2.Bagaimana sebuah karya AI dapat dinyatakan sebagai Inventor menurut Undang-Undang Hak Paten?
C.UU Nomor 28 Tahun 2014 tentang Hak Cipta
Perlindungan hak cipta mulai berkembang di Inggris (awal abad 18) namun perlindungan nya diberikan bukan kepada pengarang, namun kepada penerbit. (Act of Anne) setelah itu barulah perlindungan diberikan kepada pencipta.  Seiring perkembangan jaman, objek hak cipta berkembang hingga mencakup drama, musik, sinematografi, fotografi, rekaman suara, program computer.

* Data yang Diberikan
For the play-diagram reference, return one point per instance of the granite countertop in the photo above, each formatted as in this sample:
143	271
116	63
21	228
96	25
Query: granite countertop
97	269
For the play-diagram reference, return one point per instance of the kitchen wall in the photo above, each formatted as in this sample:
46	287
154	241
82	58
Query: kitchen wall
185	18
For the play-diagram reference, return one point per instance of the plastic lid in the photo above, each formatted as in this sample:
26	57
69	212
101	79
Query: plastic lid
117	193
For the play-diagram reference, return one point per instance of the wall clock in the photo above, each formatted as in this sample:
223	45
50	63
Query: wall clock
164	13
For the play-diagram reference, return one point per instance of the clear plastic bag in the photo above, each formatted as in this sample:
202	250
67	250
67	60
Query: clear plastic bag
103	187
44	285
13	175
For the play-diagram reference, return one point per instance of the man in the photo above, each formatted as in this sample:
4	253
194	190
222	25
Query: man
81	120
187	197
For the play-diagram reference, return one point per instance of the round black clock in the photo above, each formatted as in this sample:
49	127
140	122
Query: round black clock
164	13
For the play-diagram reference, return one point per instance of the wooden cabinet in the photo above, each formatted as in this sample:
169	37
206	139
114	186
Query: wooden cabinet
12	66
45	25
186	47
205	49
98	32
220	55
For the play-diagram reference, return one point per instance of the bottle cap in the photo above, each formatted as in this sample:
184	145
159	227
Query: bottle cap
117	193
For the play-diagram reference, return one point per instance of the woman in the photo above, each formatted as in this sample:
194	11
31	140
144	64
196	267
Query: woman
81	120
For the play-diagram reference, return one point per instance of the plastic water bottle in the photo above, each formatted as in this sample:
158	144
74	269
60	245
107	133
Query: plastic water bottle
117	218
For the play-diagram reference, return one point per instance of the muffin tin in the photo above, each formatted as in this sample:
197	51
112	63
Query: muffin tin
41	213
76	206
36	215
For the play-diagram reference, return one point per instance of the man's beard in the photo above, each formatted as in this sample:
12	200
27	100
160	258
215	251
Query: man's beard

* Deskripsi Tugas
Tuliskan ulang tanpa perubahan bagian teks bacaan tentang hak cipta di atas, mulai dari kata-kata yang memuat "C.UU Nomor 28" dan berhenti setelah "suara, program computer.".

* Jawaban
C.UU Nomor 28 Tahun 2014 tentang Hak Cipta
Perlindungan hak cipta mulai berkembang di Inggris (awal abad 18) namun perlindungan nya diberikan bukan kepada pengarang, namun kepada penerbit. (Act of Anne) setelah itu barulah perlindungan diberikan kepada pencipta.  Seiring perkembangan jaman, objek hak cipta berkembang hingga mencakup drama, musik, sinematografi, fotografi, rekaman suara, program computer.